---- SELECTED TEXT

Okay, understood. And just one very quick question. Looking at the shipments in Q4, the eight, how many of those eight represented customers who now have multiple machines and presumably your large customer, putting aside your large customer?

speaker
Operator

One second. I think we shipped to, so we shipped in Q4 eight machines. Of those eight, I think, two were to new customers. So if I'm not mistaken, six are to existing customers? Am I right? That's correct. Got it. Did I answer you? Thank you.

speaker
Bill

I think I actually do. I'll confirm this, Jim, but I believe four of the six are multiple machine customers. Yeah. Yeah.

speaker
Jim

Okay. Great. Thank you.

speaker
Operator

Yeah. But six of the eight machines are.

speaker
Benny

Our next question is from Troy Jensen of Lake Street Capital. Please proceed with your question.

speaker
Troy Jensen

Hey, gentlemen. Congrats on the great year and the XC shipments.

speaker
William Blair

Thanks, Troy.

speaker
Troy Jensen

Thank you. I guess I want to hit just the launch pricing one more time. Was pricing renegotiated in recent months? Is this what the surprise is? Okay, so just the margin surprises on what these machines are going to be doing, not the revenues? Say again? Just the gross margin surprises on these machines, not the revenues.

speaker
Operator

Correct. Yeah, and when you say surprise, retrospectively, we probably should have thought about this better. We didn't forecast that in the detail.

speaker
Bill

Yeah, look, I think a lot's changed. This contract was negotiated in early 2020. A lot's changed with respect to global supply chain conditions. Right, yeah, that's true. For 20 months.

--------

## OBJECTIVE 1
Using the call transcript above, decide whether each statement agrees with it: (a) eight machines shipped in Q4, and two of them went to new customers; (b) the contract was negotiated in early 2021; (c) the question after Jim's came from Troy Jensen of Lake Street Capital. Give yes or no for each, with the deciding words quoted.

---- RECORD EXCERPTS

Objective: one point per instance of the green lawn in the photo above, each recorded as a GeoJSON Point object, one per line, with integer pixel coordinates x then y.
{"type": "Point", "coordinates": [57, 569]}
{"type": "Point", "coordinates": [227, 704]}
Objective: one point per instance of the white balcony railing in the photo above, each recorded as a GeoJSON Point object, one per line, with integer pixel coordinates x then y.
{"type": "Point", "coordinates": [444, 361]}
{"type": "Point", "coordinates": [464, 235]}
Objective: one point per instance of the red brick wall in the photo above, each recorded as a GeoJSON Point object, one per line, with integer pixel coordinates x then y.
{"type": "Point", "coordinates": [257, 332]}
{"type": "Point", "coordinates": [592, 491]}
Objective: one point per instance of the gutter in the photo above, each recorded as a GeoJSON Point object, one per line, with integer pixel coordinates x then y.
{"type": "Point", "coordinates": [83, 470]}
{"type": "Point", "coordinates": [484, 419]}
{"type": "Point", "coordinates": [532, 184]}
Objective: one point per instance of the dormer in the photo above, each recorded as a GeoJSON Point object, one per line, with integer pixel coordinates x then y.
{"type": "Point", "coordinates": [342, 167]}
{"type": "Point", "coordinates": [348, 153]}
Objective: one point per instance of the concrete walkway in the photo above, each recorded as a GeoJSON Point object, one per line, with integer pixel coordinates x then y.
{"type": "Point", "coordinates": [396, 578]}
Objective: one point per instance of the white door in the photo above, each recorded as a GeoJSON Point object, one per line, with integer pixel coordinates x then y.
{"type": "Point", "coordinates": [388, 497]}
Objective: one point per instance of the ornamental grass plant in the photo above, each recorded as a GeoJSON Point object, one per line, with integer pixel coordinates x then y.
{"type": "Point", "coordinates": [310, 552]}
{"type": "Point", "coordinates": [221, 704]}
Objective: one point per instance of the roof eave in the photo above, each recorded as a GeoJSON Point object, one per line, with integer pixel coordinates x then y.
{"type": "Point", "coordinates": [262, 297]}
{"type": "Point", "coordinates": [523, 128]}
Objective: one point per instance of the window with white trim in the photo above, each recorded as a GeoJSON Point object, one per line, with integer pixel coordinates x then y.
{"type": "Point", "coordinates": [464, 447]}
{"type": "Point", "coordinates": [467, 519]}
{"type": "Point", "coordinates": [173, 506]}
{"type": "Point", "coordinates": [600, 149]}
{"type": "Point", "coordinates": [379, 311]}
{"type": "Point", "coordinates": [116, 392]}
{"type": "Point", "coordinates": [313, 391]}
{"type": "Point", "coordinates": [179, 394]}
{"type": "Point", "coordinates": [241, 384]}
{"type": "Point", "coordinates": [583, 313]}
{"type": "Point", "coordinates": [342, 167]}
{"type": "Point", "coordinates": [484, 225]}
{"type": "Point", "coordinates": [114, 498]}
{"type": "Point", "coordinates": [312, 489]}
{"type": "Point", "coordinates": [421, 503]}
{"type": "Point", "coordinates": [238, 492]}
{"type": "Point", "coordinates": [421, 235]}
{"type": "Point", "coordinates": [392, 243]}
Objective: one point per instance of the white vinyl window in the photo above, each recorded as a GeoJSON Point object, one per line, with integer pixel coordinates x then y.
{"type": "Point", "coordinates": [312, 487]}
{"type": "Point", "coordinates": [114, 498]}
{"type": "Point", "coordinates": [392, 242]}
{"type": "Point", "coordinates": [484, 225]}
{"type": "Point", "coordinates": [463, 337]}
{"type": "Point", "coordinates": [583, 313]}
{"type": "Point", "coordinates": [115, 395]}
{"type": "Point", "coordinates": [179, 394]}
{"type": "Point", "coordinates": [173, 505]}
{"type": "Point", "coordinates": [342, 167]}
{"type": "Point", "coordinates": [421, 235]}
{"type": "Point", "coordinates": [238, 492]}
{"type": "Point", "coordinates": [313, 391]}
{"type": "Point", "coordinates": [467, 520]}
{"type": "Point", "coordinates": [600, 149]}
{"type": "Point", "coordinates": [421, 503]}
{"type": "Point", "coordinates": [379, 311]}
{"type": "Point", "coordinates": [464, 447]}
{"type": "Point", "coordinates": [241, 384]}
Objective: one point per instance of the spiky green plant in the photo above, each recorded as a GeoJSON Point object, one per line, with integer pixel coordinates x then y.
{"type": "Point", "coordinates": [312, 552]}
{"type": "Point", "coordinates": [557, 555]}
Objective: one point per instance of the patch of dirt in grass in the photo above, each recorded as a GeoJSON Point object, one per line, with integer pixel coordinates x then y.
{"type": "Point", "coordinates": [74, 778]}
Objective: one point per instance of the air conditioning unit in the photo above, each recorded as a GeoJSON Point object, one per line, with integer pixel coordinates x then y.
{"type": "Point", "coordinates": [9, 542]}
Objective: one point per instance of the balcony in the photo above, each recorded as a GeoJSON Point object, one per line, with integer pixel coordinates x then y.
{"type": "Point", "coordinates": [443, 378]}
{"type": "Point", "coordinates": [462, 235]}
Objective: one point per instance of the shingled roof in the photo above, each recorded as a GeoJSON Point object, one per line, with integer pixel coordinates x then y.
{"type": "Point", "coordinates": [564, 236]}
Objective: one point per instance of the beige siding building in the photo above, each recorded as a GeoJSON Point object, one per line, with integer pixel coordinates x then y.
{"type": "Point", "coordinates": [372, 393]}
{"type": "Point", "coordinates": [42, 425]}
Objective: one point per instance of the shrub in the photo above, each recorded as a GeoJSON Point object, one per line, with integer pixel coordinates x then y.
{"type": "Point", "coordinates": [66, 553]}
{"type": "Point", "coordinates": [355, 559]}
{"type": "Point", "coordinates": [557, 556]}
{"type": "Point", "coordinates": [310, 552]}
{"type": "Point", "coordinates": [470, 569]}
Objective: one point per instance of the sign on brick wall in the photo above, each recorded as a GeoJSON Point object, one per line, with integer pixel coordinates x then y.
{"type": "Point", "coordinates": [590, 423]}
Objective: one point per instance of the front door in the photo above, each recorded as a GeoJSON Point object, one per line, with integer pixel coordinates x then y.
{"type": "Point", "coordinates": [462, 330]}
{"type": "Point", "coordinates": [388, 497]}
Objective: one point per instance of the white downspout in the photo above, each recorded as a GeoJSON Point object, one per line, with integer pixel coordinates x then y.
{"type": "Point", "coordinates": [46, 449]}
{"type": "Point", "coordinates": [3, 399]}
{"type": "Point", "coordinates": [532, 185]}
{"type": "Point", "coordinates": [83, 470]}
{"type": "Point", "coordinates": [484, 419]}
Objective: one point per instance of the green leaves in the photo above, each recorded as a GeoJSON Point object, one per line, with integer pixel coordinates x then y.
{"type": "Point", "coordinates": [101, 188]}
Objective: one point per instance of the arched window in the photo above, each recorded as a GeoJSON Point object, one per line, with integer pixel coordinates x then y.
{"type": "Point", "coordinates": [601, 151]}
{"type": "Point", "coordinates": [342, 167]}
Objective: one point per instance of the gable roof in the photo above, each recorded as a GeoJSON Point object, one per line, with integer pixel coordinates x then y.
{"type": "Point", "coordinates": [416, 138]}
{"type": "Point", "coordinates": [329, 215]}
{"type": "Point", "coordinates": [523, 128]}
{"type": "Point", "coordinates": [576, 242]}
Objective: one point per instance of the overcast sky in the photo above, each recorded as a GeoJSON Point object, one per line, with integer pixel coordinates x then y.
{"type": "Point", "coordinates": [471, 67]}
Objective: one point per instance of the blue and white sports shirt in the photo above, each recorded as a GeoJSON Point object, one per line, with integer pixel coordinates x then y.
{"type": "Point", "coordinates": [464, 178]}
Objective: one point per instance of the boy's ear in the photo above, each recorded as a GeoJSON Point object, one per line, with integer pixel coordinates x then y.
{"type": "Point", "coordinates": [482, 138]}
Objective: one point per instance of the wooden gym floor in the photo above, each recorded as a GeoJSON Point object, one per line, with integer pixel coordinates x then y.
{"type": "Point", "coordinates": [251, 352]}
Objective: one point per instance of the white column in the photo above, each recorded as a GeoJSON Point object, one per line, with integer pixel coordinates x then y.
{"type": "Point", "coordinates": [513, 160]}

--------

## OBJECTIVE 2
Return every line of the records that holds the word "door".

## FULL SOLUTION 1
(a) Yes: "so we shipped in Q4 eight machines. Of those eight, I think, two were to new customers."
(b) No: "This contract was negotiated in early 2020."
(c) Yes: "Our next question is from Troy Jensen of Lake Street Capital."

## FULL SOLUTION 2
Objective: one point per instance of the white door in the photo above, each recorded as a GeoJSON Point object, one per line, with integer pixel coordinates x then y.
Objective: one point per instance of the front door in the photo above, each recorded as a GeoJSON Point object, one per line, with integer pixel coordinates x then y.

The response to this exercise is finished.